DATA ROWS:
BEGIN

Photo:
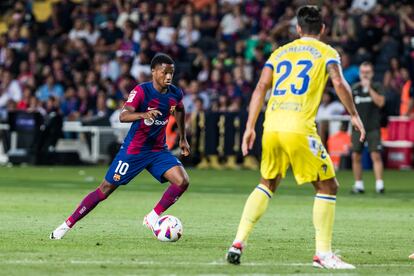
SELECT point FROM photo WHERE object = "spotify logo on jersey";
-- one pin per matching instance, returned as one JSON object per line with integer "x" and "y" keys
{"x": 149, "y": 122}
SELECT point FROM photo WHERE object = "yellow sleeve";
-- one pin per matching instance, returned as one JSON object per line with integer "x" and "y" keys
{"x": 332, "y": 56}
{"x": 271, "y": 61}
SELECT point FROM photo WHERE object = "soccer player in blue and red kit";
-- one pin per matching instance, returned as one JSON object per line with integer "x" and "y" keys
{"x": 148, "y": 108}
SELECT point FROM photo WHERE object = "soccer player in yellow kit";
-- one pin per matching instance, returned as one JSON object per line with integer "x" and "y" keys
{"x": 297, "y": 74}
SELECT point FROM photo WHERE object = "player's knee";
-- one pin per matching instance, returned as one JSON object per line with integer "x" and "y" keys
{"x": 183, "y": 181}
{"x": 376, "y": 157}
{"x": 329, "y": 187}
{"x": 356, "y": 157}
{"x": 106, "y": 189}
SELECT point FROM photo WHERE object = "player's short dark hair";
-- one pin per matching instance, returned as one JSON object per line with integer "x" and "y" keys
{"x": 310, "y": 19}
{"x": 161, "y": 58}
{"x": 367, "y": 63}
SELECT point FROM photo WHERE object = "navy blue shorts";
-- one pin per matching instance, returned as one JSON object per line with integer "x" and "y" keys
{"x": 126, "y": 166}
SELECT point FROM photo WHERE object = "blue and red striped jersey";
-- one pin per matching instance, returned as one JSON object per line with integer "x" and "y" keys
{"x": 149, "y": 134}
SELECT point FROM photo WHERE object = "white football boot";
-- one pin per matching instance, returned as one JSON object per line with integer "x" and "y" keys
{"x": 59, "y": 232}
{"x": 330, "y": 261}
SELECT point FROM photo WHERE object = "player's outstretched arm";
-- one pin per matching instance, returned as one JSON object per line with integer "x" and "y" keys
{"x": 345, "y": 95}
{"x": 255, "y": 106}
{"x": 179, "y": 115}
{"x": 129, "y": 115}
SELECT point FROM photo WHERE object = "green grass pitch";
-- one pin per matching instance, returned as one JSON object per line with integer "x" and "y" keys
{"x": 374, "y": 232}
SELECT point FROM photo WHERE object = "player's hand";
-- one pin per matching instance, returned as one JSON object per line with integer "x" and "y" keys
{"x": 185, "y": 147}
{"x": 366, "y": 83}
{"x": 248, "y": 140}
{"x": 152, "y": 114}
{"x": 357, "y": 124}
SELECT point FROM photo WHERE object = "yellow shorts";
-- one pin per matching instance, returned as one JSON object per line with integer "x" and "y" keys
{"x": 305, "y": 153}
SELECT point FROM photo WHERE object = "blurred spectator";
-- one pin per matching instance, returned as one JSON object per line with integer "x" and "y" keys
{"x": 10, "y": 89}
{"x": 328, "y": 108}
{"x": 369, "y": 99}
{"x": 231, "y": 23}
{"x": 165, "y": 32}
{"x": 49, "y": 88}
{"x": 90, "y": 51}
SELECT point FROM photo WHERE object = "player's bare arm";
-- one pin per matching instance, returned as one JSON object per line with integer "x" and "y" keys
{"x": 128, "y": 114}
{"x": 255, "y": 106}
{"x": 344, "y": 93}
{"x": 377, "y": 98}
{"x": 179, "y": 115}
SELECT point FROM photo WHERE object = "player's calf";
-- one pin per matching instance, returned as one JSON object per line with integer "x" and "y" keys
{"x": 170, "y": 196}
{"x": 233, "y": 256}
{"x": 87, "y": 205}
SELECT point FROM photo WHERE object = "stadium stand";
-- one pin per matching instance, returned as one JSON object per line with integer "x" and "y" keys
{"x": 81, "y": 58}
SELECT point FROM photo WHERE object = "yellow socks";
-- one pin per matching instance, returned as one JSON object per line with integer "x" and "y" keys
{"x": 254, "y": 208}
{"x": 323, "y": 219}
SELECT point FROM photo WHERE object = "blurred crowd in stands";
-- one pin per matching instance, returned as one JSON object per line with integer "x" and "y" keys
{"x": 81, "y": 58}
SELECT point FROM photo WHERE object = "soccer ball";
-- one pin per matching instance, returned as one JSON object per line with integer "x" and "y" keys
{"x": 168, "y": 228}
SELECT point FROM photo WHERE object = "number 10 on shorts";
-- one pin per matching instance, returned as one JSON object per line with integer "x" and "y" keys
{"x": 122, "y": 168}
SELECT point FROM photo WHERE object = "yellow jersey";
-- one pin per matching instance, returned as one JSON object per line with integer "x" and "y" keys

END

EXERCISE GOAL: Pull out every line of the entries above that contains the string "shorts".

RESULT OF THE EXERCISE:
SELECT point FROM photo WHERE object = "navy blue shorts";
SELECT point FROM photo WHERE object = "yellow shorts";
SELECT point FROM photo WHERE object = "number 10 on shorts";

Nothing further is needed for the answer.